*Aim of the exercise*
Please duplicate the part of the Wilcox Park chimney text between "JG: You spent" and "just didn’t happen?", inclusive.

======== Provided passage

Contact Us

Abandoned Cabin Chimney – Wilcox Park


There is an old stone chimney in a remote location back in the woods in Wilcox Park.  It’s relatively unknown — few people know it’s even there.  And still fewer people know its provenance. Below is an excerpt from the oral history of David Higgens interviewed by John Grossmann on October 11, 2006:

JG: What else do you remember?
DH: The woods, which is now Richard Wilcox Park near the Tourne. There used to be several log cabins, built by young fellows who lived in Mountain Lakes.
JG: The kids cut down the trees, sawed the logs, assembled the logs?
DH: Yep. Everything. When you think of it, just hand tools, no power tools. This was the twenties, early thirties. I remember two log cabins, specifically. One was in what was called Rattlesnake Swamp. That was called Adams cabin. It was relatively small. There was another one on the hill going down into Rattlesnake Swamp, on the side of the hill about a quarter of a mile away. This was built by a fellow by the name of Shute and his friends. He lived on what is now North Briarcliff. When you think back, it was quite an undertaking. It had a second floor that overhung the first floor — all out of logs. There was a fireplace and chimney — stones mortared in. About the size of this living room we’re in, on the ground floor. The second floor overhung about four feet.
JG: Fifteen feet wide and about twenty feet long?
DH: Yeah. Open windows. A dirt floor downstairs, a wood floor on the second floor. A roof with planks and tarpaper on it. It was probably a good half-mile down this hill. Little narrow path. Sand bags of cement and stones for the fireplace and chimney were hauled in and water from a nearby stream. It was quite an undertaking.
JG: You spent some overnights there?
DH: Oh yeah.
JG: They were just kind of there for Mountain Lakes kids who were friends of these individuals.
DH: Yeah.
JG: How many kids might spend an overnight in them?
DH: The last time I remember it was myself, one of my brothers, and two other neighbors. I remember when we woke up, my brother who’d gone outside came running back yelling: “Skunk. Skunk.”
JG: So summers you were here in town, doing what?
DH: Swimming. Boating.
JG: Some nights you might overnight in the cabin? And cook hot dogs?
DH: Cook in the fireplace.
JG: No girls allowed. This was a guy thing?
DH: This was all guys. Smoking, I guess. But in those days there was no problem with drinking.
JG: Meaning it didn’t get out of hand or it just didn’t happen?

================
======== Data rows

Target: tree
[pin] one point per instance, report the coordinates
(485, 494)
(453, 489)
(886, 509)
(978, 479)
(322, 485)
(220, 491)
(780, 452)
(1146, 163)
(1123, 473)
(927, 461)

================

*Task solution*
JG: You spent some overnights there?
DH: Oh yeah.
JG: They were just kind of there for Mountain Lakes kids who were friends of these individuals.
DH: Yeah.
JG: How many kids might spend an overnight in them?
DH: The last time I remember it was myself, one of my brothers, and two other neighbors. I remember when we woke up, my brother who’d gone outside came running back yelling: “Skunk. Skunk.”
JG: So summers you were here in town, doing what?
DH: Swimming. Boating.
JG: Some nights you might overnight in the cabin? And cook hot dogs?
DH: Cook in the fireplace.
JG: No girls allowed. This was a guy thing?
DH: This was all guys. Smoking, I guess. But in those days there was no problem with drinking.
JG: Meaning it didn’t get out of hand or it just didn’t happen?